PAGE EXTRACT:

BEGIN

Often we don't present those smiles because people judge, but not that many people are judgmental. Once you get to a place of trust, I can tell you almost every single person, they're not actually judgmental. They're judgemental because they don't have enough data points and they're trying to form an opinion about something or someone based on two data points. But once they have more, they can model it up properly.

There's something powerful about that reminder too. When we feel like other people are judging, it’s often our inner voice.

That's the worst judge.

Yeah. Especially for founders because we're so into wanting to do better. I know there are times where we're in that low place or wanting support. What can people do for themselves to help take care of their mental health and move it forward?

Yeah. I think mental health itself is just something that's always there. The first thing is acknowledging the fact that it's there.  Number two is you need to have problems first, admit the fact that if you are having a good day or a bad day or whatever it is, there is part of your life that you have not looked at. It's almost good to be open. Try it with somebody that you trust and kind of talk about.  You can experimentally say, "Hey, I've been having trouble dealing ... I've been avoiding it."

I think avoidance is actually a really safe place to start because you're not doing anything about it anyway. It's all offside and if you don't solve it, you're still at the same place that you were just yesterday.  Think of it as an interview, you're screening for people that are not giving you solutions but are observing you and already assuming that you have the ability to solve it yourself. You're not looking for a hero because then you build a dependency of them solving all your problems. You're looking for a mirror, and that type of people are the best people currently in your circle to help you build that first layer, that first defense of resilience.

END

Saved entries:
BEGIN

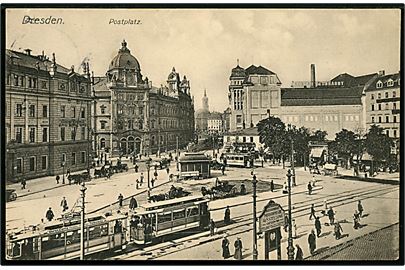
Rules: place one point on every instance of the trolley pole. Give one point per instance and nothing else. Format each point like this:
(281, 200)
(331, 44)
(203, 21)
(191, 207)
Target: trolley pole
(82, 236)
(254, 219)
(290, 248)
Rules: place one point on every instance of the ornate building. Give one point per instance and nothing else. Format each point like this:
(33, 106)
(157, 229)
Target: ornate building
(48, 117)
(132, 116)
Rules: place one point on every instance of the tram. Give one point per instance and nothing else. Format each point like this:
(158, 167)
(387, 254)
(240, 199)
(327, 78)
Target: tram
(155, 220)
(60, 239)
(239, 159)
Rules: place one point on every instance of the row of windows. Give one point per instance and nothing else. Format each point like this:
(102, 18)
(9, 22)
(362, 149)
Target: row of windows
(387, 106)
(387, 119)
(386, 95)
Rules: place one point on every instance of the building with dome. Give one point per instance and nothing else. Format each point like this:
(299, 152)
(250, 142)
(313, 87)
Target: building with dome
(131, 116)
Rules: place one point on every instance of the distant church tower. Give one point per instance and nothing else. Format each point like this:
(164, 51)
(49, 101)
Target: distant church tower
(205, 102)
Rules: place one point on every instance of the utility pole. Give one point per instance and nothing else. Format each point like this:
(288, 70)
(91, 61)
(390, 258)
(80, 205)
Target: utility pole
(82, 236)
(290, 248)
(254, 219)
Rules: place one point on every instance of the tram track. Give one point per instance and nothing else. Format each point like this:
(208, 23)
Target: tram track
(245, 220)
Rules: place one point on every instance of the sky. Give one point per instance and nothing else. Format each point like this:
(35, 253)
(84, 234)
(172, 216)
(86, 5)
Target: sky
(205, 44)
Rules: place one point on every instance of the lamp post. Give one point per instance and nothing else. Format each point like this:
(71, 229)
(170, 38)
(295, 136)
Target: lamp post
(63, 172)
(82, 237)
(290, 248)
(254, 218)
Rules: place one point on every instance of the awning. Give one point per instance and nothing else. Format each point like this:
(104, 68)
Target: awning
(317, 152)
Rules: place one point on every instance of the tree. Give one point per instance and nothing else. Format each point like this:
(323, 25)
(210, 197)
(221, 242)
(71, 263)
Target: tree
(378, 145)
(273, 135)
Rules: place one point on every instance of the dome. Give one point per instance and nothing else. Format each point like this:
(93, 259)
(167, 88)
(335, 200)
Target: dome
(124, 59)
(238, 72)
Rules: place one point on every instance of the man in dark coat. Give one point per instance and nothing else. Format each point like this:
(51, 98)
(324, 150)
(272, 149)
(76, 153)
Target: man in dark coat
(299, 255)
(133, 203)
(49, 214)
(331, 215)
(238, 249)
(312, 242)
(225, 248)
(318, 227)
(227, 216)
(312, 214)
(120, 199)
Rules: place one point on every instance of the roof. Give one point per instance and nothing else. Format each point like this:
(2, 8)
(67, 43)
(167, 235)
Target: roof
(194, 157)
(258, 70)
(321, 96)
(252, 131)
(395, 77)
(124, 59)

END

INSTRUCTIONS:
a) Answer these questions from the conversation on mental health:
(i) Why, according to the speaker, are people judgmental?
(ii) What is named as the first thing to do about mental health?
(iii) What should a person look for instead of a hero?
b) Explain why, according to the conversation on mental health, a person seeking support should not look for a hero.

COMPLETED EXERCISE:
a)
(i) They do not have enough data points and are trying to form an opinion about something or someone based on two data points.
(ii) Acknowledging the fact that it is there.
(iii) A mirror.

b) Looking for a hero builds a dependency on that person to solve all of one's problems. The speaker instead recommends people who observe without offering solutions and assume one can solve the problem oneself.